▶ **WHAT IS EXPECTED**:
Go through the material below and list every line that contains the word "panel", copying each line in full. Case counts.
── ENTRIES ──
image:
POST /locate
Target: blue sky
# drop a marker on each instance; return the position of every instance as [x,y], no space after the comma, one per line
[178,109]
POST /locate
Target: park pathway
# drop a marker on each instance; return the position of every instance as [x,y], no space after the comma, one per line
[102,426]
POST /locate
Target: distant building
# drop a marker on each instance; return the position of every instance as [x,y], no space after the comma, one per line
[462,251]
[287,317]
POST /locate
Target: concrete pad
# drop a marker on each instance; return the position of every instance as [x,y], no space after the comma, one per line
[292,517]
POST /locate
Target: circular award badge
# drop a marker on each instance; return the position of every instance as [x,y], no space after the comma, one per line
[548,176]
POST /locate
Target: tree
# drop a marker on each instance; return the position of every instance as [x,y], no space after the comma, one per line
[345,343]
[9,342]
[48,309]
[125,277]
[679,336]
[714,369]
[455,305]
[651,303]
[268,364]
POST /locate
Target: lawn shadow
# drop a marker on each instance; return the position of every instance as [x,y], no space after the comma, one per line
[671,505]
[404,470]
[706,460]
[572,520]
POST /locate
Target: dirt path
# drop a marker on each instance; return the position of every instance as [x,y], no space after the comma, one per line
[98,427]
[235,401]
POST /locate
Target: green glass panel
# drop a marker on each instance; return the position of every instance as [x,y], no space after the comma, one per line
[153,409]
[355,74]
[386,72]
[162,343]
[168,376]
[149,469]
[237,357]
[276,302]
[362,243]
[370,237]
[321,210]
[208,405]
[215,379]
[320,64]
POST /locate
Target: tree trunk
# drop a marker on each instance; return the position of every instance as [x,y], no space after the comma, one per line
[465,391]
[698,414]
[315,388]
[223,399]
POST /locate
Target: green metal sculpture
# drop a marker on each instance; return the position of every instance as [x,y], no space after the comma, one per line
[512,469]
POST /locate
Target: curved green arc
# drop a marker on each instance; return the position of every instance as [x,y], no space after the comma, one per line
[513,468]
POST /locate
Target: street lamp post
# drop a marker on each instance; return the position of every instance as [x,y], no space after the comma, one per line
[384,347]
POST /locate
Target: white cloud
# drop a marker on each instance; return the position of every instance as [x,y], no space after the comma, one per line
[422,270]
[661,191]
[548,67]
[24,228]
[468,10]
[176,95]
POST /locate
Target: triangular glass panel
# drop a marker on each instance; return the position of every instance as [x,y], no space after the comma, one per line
───
▶ **THE REPLY**:
Target: green glass panel
Target: triangular glass panel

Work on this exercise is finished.